**PROVIDED INFORMATION:**
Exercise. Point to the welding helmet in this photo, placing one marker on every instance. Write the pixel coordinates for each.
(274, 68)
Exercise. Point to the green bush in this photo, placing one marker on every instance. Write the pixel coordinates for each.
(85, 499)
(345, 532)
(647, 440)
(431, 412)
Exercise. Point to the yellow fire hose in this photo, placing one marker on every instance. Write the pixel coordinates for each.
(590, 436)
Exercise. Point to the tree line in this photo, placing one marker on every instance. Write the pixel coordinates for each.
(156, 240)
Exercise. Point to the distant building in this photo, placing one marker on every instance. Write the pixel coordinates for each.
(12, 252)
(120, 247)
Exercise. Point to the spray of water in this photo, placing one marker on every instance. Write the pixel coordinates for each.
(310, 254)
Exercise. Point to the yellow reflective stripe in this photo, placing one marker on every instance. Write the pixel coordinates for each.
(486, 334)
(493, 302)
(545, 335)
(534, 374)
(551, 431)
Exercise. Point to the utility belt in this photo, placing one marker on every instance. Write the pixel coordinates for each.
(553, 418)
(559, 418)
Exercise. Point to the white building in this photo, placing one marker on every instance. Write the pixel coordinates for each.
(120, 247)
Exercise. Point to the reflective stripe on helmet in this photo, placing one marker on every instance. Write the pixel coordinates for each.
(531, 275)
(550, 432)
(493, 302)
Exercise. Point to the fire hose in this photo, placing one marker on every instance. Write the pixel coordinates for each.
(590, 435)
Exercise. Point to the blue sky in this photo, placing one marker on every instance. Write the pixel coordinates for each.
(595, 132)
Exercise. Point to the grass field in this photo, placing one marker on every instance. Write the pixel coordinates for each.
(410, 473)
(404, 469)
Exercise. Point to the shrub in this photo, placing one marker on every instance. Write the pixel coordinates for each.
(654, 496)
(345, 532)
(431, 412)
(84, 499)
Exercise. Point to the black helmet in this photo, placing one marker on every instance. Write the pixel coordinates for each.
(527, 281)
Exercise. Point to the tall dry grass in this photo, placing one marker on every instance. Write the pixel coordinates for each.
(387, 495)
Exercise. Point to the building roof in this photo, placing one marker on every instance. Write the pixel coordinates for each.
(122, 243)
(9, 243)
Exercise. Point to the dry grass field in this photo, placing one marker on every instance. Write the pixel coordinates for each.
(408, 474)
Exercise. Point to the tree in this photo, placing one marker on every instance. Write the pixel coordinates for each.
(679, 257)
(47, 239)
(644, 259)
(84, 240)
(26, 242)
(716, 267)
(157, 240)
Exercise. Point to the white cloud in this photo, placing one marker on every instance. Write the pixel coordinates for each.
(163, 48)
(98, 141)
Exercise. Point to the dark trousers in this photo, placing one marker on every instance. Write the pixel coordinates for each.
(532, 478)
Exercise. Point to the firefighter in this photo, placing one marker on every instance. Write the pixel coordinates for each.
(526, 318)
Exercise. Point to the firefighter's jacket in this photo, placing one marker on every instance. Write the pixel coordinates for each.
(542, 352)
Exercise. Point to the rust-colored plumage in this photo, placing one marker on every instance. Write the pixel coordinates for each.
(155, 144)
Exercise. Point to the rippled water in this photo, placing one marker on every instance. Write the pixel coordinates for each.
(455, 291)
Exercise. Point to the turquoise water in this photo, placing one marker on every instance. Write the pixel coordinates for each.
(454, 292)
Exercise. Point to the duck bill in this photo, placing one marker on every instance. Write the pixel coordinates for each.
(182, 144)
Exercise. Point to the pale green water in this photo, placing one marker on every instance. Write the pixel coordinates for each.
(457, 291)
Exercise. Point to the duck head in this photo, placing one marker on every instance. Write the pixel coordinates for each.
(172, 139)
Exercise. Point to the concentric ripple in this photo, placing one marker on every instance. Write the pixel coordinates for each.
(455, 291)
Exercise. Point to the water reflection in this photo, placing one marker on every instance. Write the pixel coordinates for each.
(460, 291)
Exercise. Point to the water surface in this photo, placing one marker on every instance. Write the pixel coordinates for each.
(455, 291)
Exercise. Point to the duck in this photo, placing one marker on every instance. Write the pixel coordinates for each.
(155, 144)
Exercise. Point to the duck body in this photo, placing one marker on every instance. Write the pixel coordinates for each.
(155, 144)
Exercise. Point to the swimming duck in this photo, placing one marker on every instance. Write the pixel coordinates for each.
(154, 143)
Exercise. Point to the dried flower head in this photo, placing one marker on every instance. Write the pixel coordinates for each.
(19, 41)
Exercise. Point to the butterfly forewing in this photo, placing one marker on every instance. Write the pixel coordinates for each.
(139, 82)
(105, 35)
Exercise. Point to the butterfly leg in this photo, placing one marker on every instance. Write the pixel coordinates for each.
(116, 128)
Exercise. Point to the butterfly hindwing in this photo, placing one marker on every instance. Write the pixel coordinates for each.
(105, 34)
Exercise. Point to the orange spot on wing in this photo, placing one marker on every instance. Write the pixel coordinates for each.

**ABOUT THIS EXERCISE:**
Copy out the full listing exactly.

**OUTPUT FOR THIS TASK:**
Exercise. Point to the welding helmet in this photo, placing one marker on every instance. Write the pixel coordinates for each.
(274, 68)
Exercise. Point to the green bush in this photo, placing one marker on every instance. Write the pixel coordinates for each.
(85, 499)
(345, 532)
(647, 440)
(431, 412)
Exercise. Point to the yellow fire hose in this photo, placing one marker on every instance. Write the pixel coordinates for each.
(590, 436)
Exercise. Point to the tree line in this photo, placing one marker on every instance. Write the pixel coordinates for each.
(156, 240)
Exercise. Point to the distant building in this photo, placing one marker on every instance. Write the pixel coordinates for each.
(12, 252)
(120, 247)
Exercise. Point to the spray of water in this photo, placing one marker on every instance. Write the pixel coordinates for each.
(310, 254)
Exercise. Point to the yellow reflective stripe in this photo, placing one marker on every instance. Write the pixel coordinates for each.
(486, 334)
(493, 302)
(545, 335)
(534, 374)
(551, 431)
Exercise. Point to the utility belt in this photo, placing one marker on every instance. Write the pixel coordinates for each.
(553, 418)
(559, 418)
Exercise. Point to the white building in this photo, placing one marker on every instance. Write the pixel coordinates for each.
(120, 247)
Exercise. Point to the reflective stripe on helmet in this photo, placing one marker on every instance. Write the pixel coordinates for each.
(531, 275)
(550, 432)
(493, 302)
Exercise. Point to the fire hose in this photo, placing one marker on every instance. Write the pixel coordinates for each.
(590, 435)
Exercise. Point to the blue sky in this photo, placing one marker on every instance. Write the pixel coordinates for each.
(595, 132)
Exercise. Point to the grass field in this photo, placing one marker on every instance. Write the pixel coordinates for each.
(410, 473)
(404, 469)
Exercise. Point to the shrub in this photo, placing one marker on every instance. Write the pixel coordinates for each.
(654, 496)
(345, 532)
(431, 412)
(84, 499)
Exercise. Point to the black helmet in this photo, placing one marker on every instance. Write the pixel coordinates for each.
(527, 281)
Exercise. Point to the tall dry grass in this photo, placing one marker on every instance. Write the pixel coordinates for each.
(387, 495)
Exercise. Point to the building roof in this photo, placing one marker on every instance. Write the pixel coordinates for each.
(122, 243)
(9, 243)
Exercise. Point to the dry grass field in this photo, placing one marker on every instance. Write the pixel coordinates for each.
(408, 474)
Exercise. Point to the tree in this photo, placing one marker on every instance. Write the pixel coordinates for each.
(679, 257)
(47, 239)
(644, 259)
(84, 240)
(26, 242)
(716, 267)
(157, 240)
Exercise. Point to the white cloud in this photo, placing one marker on every instance. Write the pixel coordinates for each.
(163, 48)
(98, 141)
Exercise. Point to the dark trousers in this photo, placing one marker on every instance. Write the pixel coordinates for each.
(532, 478)
Exercise. Point to the firefighter in this photo, placing one marker on every instance. Write the pixel coordinates for each.
(526, 318)
Exercise. Point to the firefighter's jacket in this photo, placing one marker on every instance. Write the pixel coordinates for each.
(542, 352)
Exercise. Point to the rust-colored plumage in this photo, placing one marker on every instance. Write the pixel coordinates for each.
(155, 144)
Exercise. Point to the rippled water in this photo, placing one marker on every instance. Write the pixel coordinates for each.
(455, 291)
Exercise. Point to the turquoise water in this photo, placing one marker on every instance. Write the pixel coordinates for each.
(454, 292)
Exercise. Point to the duck bill in this photo, placing one marker on every instance. Write the pixel coordinates for each.
(182, 144)
Exercise. Point to the pale green water in this photo, placing one marker on every instance. Write the pixel coordinates for each.
(457, 291)
Exercise. Point to the duck head in this photo, placing one marker on every instance. Write the pixel coordinates for each.
(172, 139)
Exercise. Point to the concentric ripple in this photo, placing one marker on every instance. Write the pixel coordinates for each.
(455, 291)
Exercise. Point to the water reflection in this photo, placing one marker on every instance. Write the pixel coordinates for each.
(460, 291)
Exercise. Point to the water surface in this photo, placing one marker on every instance. Write the pixel coordinates for each.
(455, 291)
Exercise. Point to the duck in this photo, placing one marker on every instance. Write the pixel coordinates for each.
(155, 144)
Exercise. Point to the duck body in this photo, placing one marker on every instance. Write the pixel coordinates for each.
(155, 144)
Exercise. Point to the swimming duck in this photo, placing one marker on every instance. Write the pixel coordinates for each.
(154, 143)
Exercise. Point to the dried flower head in this photo, placing one marker on every instance. Write the pixel coordinates for each.
(19, 41)
Exercise. Point to the butterfly forewing in this photo, placing one marker on every instance. Write the pixel coordinates for each.
(139, 82)
(105, 35)
Exercise. Point to the butterfly leg in this photo, placing one marker on every instance. Write the pixel coordinates for each.
(116, 128)
Exercise. Point to the butterfly hindwing in this photo, placing one marker on every instance. Write the pixel coordinates for each.
(105, 34)
Exercise. Point to the orange spot on wing in this photo, placing one marker on every instance. Write the pixel coordinates for each.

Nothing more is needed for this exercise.